## Point localization data
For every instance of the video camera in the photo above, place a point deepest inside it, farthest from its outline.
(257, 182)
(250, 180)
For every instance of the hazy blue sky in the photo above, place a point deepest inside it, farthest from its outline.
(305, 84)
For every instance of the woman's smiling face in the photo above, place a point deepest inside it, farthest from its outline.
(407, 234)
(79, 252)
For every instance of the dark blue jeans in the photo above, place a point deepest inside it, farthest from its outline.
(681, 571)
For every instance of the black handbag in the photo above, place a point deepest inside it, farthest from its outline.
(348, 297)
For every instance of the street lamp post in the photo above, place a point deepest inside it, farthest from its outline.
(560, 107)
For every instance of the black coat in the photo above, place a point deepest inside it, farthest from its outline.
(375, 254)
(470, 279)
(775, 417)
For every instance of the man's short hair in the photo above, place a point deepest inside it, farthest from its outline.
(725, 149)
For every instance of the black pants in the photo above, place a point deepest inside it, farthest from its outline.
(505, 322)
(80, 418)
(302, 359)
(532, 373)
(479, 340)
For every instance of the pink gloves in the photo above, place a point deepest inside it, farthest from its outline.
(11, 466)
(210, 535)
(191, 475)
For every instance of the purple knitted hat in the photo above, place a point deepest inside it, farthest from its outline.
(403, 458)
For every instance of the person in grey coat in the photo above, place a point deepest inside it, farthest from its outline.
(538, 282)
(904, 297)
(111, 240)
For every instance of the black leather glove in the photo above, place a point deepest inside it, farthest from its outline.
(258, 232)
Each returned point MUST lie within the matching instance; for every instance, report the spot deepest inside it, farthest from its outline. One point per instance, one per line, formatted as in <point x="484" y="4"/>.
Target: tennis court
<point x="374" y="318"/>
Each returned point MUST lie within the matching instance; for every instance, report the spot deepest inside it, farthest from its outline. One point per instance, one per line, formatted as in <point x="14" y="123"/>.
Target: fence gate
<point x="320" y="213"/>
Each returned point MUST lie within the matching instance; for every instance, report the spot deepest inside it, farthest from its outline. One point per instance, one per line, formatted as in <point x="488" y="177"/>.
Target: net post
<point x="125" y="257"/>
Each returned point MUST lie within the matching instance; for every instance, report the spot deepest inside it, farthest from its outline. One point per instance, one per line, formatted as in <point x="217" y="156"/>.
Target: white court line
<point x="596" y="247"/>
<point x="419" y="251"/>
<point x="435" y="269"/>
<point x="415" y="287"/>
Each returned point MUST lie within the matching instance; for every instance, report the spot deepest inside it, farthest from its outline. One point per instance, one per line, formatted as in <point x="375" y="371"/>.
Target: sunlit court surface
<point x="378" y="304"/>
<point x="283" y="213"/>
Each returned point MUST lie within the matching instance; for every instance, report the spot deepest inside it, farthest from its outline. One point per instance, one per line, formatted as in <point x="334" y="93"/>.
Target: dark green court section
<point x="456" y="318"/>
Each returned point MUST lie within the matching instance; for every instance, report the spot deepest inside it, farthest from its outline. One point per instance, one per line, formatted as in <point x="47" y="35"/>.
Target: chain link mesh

## AIM OF THE EXERCISE
Reproduce the preceding records exactly and completely.

## TASK RESPONSE
For every instance of the video camera in the photo above, place a point deepest inside it, farthest from its outline.
(257, 182)
(250, 180)
For every instance of the hazy blue sky in the photo above, place a point deepest inside it, farthest from its outline.
(305, 84)
For every instance of the woman's smiling face in the photo above, place a point deepest inside it, farthest from its outline.
(407, 234)
(79, 252)
For every instance of the dark blue jeans in the photo above, place a point deepest inside it, farthest from its outline.
(681, 571)
For every instance of the black handbag in the photo above, place a point deepest inside it, farthest from its outline.
(348, 297)
For every instance of the street lamp post in the photo above, place a point deepest inside it, farthest from its outline.
(560, 107)
For every instance of the black coat in the photo above, place a point deepest inside it, farthest from its outline.
(375, 254)
(470, 279)
(775, 417)
For every instance of the man's short hair in the photo above, place a point deepest inside it, farthest from its outline.
(725, 149)
For every instance of the black pants in the photo above, place a point deepest inside it, farthest from its outline.
(505, 322)
(80, 418)
(302, 359)
(532, 373)
(479, 340)
For every instance of the pink gloves in the photo above, place a point deepest inside it, farthest from its outline.
(11, 466)
(210, 535)
(191, 475)
For every instance of the purple knitted hat in the photo above, place a point deepest inside it, farthest from its outline.
(403, 458)
For every instance of the person in grey coat in the photo above, place a point deepest inside it, farthest from its outline.
(538, 282)
(904, 297)
(111, 240)
For every instance of the black leather glove in the photo above, place a point deepest inside it, farthest from its outline.
(258, 232)
Each returned point MUST lie within the matching instance; for every instance, report the spot deepest inside it, farthest from its outline. One point per instance, one per line, formatted as in <point x="484" y="4"/>.
Target: tennis court
<point x="374" y="318"/>
Each returned point MUST lie within the matching instance; for every instance, report the spot deepest inside it, farthest from its outline. One point per instance, one per line, formatted as in <point x="14" y="123"/>.
Target: fence gate
<point x="320" y="213"/>
Each returned point MUST lie within the matching instance; for every instance, report the spot deepest inside it, farthest from its outline. One point per instance, one per line, formatted as in <point x="488" y="177"/>.
Target: net post
<point x="125" y="257"/>
Each returned point MUST lie within the matching instance; for every instance, report the spot deepest inside it, farthest from its outline. One point per instance, one per line, formatted as in <point x="217" y="156"/>.
Target: white court line
<point x="596" y="247"/>
<point x="419" y="251"/>
<point x="435" y="269"/>
<point x="415" y="287"/>
Each returned point MUST lie within the matching instance; for every instance, report the spot deepest inside it, farthest from its outline. One point per instance, one per line, formatted as in <point x="375" y="371"/>.
Target: sunlit court surface
<point x="378" y="304"/>
<point x="283" y="213"/>
Each returned point MUST lie within the matching instance; for every instance, report the spot deepest inside it, farthest from its outline. One point per instance, one per line, formatted as in <point x="334" y="93"/>.
Target: dark green court section
<point x="456" y="318"/>
Each returned point MUST lie within the matching instance; for every instance, report the spot deepest inside it, farthest from its outline. One point per instance, one per line, formatted as in <point x="47" y="35"/>.
Target: chain link mesh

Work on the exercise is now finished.